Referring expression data
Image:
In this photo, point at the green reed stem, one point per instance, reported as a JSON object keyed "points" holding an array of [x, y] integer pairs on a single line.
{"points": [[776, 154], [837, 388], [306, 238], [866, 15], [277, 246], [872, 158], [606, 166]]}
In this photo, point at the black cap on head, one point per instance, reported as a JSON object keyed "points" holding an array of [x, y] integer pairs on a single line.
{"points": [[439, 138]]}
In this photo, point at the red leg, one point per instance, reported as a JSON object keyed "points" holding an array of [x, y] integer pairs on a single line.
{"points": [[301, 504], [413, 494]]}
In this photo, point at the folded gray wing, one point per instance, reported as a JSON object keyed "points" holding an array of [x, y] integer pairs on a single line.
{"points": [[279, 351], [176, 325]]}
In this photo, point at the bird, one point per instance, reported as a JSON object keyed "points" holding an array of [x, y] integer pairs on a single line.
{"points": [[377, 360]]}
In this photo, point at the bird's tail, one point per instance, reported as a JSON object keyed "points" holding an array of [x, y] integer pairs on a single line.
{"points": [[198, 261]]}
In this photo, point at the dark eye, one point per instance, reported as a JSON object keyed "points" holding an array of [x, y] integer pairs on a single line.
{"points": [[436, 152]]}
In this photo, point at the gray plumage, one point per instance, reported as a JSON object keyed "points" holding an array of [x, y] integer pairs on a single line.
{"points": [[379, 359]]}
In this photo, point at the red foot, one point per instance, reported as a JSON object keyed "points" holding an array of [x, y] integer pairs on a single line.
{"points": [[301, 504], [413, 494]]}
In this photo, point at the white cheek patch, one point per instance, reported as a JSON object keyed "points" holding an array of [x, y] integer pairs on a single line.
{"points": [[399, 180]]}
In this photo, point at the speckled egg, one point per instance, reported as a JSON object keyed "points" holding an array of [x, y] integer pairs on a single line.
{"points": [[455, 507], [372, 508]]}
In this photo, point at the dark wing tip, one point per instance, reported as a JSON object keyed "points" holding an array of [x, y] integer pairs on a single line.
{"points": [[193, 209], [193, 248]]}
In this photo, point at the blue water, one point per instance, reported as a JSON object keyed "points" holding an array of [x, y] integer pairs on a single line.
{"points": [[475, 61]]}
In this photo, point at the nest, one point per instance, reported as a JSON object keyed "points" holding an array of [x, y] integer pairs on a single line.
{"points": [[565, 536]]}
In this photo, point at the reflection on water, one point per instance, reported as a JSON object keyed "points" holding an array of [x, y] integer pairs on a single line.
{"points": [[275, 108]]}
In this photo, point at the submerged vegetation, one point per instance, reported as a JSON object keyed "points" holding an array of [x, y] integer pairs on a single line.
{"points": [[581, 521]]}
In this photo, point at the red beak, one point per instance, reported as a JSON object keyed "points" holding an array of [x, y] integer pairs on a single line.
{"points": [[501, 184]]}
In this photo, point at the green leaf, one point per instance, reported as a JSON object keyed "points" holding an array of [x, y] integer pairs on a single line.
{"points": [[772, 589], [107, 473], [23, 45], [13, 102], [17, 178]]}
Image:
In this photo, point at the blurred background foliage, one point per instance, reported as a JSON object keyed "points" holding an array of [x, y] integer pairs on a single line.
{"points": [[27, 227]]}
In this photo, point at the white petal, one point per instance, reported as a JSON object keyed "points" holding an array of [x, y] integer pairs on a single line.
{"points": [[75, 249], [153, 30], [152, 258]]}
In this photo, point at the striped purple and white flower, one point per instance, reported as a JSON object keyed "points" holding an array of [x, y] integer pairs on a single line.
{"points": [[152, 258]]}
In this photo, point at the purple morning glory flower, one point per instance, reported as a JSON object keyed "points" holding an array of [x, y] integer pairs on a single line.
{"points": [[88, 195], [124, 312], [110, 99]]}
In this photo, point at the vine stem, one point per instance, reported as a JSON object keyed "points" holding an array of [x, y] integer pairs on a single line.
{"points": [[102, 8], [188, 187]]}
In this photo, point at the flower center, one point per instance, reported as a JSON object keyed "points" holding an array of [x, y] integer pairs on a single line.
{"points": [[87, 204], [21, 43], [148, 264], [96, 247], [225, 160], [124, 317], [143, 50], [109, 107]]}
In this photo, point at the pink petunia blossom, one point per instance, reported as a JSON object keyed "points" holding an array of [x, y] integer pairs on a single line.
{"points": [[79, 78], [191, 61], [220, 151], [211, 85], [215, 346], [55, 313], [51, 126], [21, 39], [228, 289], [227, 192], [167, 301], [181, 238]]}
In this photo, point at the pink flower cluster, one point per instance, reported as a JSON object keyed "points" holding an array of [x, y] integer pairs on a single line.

▸ **Action item**: Return all of the data above verbatim.

▸ **Your solution**:
Image:
In this photo, point at the green reed stem, one point per instance, reported as a JSON object keyed "points" holding an array of [x, y] integer pairs on a single line.
{"points": [[776, 154], [837, 388], [306, 238], [866, 15], [277, 246], [872, 158], [606, 166]]}
In this photo, point at the black cap on head, one point per instance, reported as a JSON object keyed "points" holding an array of [x, y] integer pairs on a single line.
{"points": [[439, 138]]}
In this photo, point at the red leg, one point per instance, reported as a JSON object keyed "points" holding an array of [x, y] integer pairs on a single line.
{"points": [[301, 504], [413, 494]]}
In this photo, point at the folded gray wing, one point per instance, reported as a JSON object keyed "points" holding an array of [x, y] integer pairs on a single line.
{"points": [[279, 351], [176, 325]]}
In this photo, point at the bird, one point per instance, reported as a JSON object keyed "points" holding an array of [x, y] integer pairs on a single line.
{"points": [[377, 360]]}
In this photo, point at the bird's tail, one point per instance, reported as a JSON object keyed "points" holding an array of [x, y] integer pairs on a single line.
{"points": [[198, 261]]}
In this photo, point at the dark eye, one point per instance, reported as a JSON object keyed "points" holding an array of [x, y] integer pairs on a single line.
{"points": [[436, 152]]}
In this photo, point at the gray plumage, one point per instance, reported as a JSON object keyed "points" holding an array of [x, y] integer pairs on a single line.
{"points": [[379, 359]]}
In this photo, point at the red foot, one point per instance, reported as a JSON object keyed "points" holding an array of [x, y] integer pairs on a single line.
{"points": [[301, 504], [413, 494]]}
In this photo, point at the white cheek patch, one point per instance, reported as a JSON object keyed "points" holding an array of [x, y] integer pairs on a single line.
{"points": [[399, 180]]}
In this photo, point at the speckled egg, one point per instance, reported as a JSON object keyed "points" holding an array of [x, y] integer pairs on a single line.
{"points": [[455, 507], [372, 508]]}
In this photo, point at the dark wing tip, one point per instance, reported as a JSON object keyed "points" holding an array of [x, y] integer pairs on a single line.
{"points": [[193, 209], [193, 248]]}
In this photo, point at the blue water, one point per instance, reported as a JSON object keyed "points" holding an array of [x, y] integer pairs on a single line.
{"points": [[475, 61]]}
In this photo, point at the nest, one point per instance, reported as a JSON object keyed "points" holding an array of [x, y] integer pairs on a single line.
{"points": [[565, 536]]}
In this photo, point at the reflection on water, one point per instance, reported as a JSON object keyed "points" holding an array of [x, y] integer pairs on a single line.
{"points": [[275, 108]]}
In this photo, point at the submerged vegetation, one point per instance, reported as a JSON object keyed "points" holding an array of [x, y] integer pairs on a single line.
{"points": [[581, 521]]}
In this photo, point at the red beak, one point per instance, reported as a JSON object keyed "points" holding an array of [x, y] integer pairs on a single line.
{"points": [[501, 184]]}
In this photo, point at the green leaf, one point per instance, reported as a JSON object keyed "points" holding an array of [x, y] integer pairs on a single line.
{"points": [[772, 589], [107, 473], [23, 45], [13, 102], [17, 178]]}
Image:
In this photo, point at the blurred background foliage, one point per instance, reported as a JSON object keyed "points" holding an array of [x, y] integer pairs on a single line.
{"points": [[27, 227]]}
In this photo, point at the white petal, one point per instance, reported as a JSON object keyed "points" holding an array of [x, y] integer pairs on a single line.
{"points": [[75, 249], [153, 30], [152, 258]]}
In this photo, point at the striped purple and white flower, one point per instance, reported as a JSON object keyed "points" holding an array of [x, y] integer pairs on a single line.
{"points": [[152, 258]]}
In this photo, point at the purple morning glory flower, one point per instance, reported as a JSON object keyed "points" holding an array of [x, y] integer pairs on a single line.
{"points": [[88, 195], [124, 312], [110, 99]]}
In this photo, point at the vine stem, one point per instance, reported as a JSON object keyed "points" holding an array of [x, y] integer pairs on a single line.
{"points": [[102, 8], [188, 187]]}
In this photo, point at the flower center, one point per instance, reported as a JSON object keyed "points" holding an array of [x, y] integer pairs on a single line.
{"points": [[87, 204], [21, 43], [148, 264], [96, 247], [225, 160], [124, 317], [143, 50], [109, 107]]}
In this photo, point at the pink petunia blossom, one point per instance, reported as a JSON object keyed "points" holding an array of [x, y] integer pairs on a single line.
{"points": [[79, 78], [191, 61], [220, 151], [211, 85], [215, 346], [55, 313], [51, 126], [21, 39], [228, 289], [227, 192], [167, 301], [181, 238]]}
In this photo, point at the pink flower cluster, one point per instance, reported as a JSON object keyed "points" holding an array of [x, y] integer pairs on a single line.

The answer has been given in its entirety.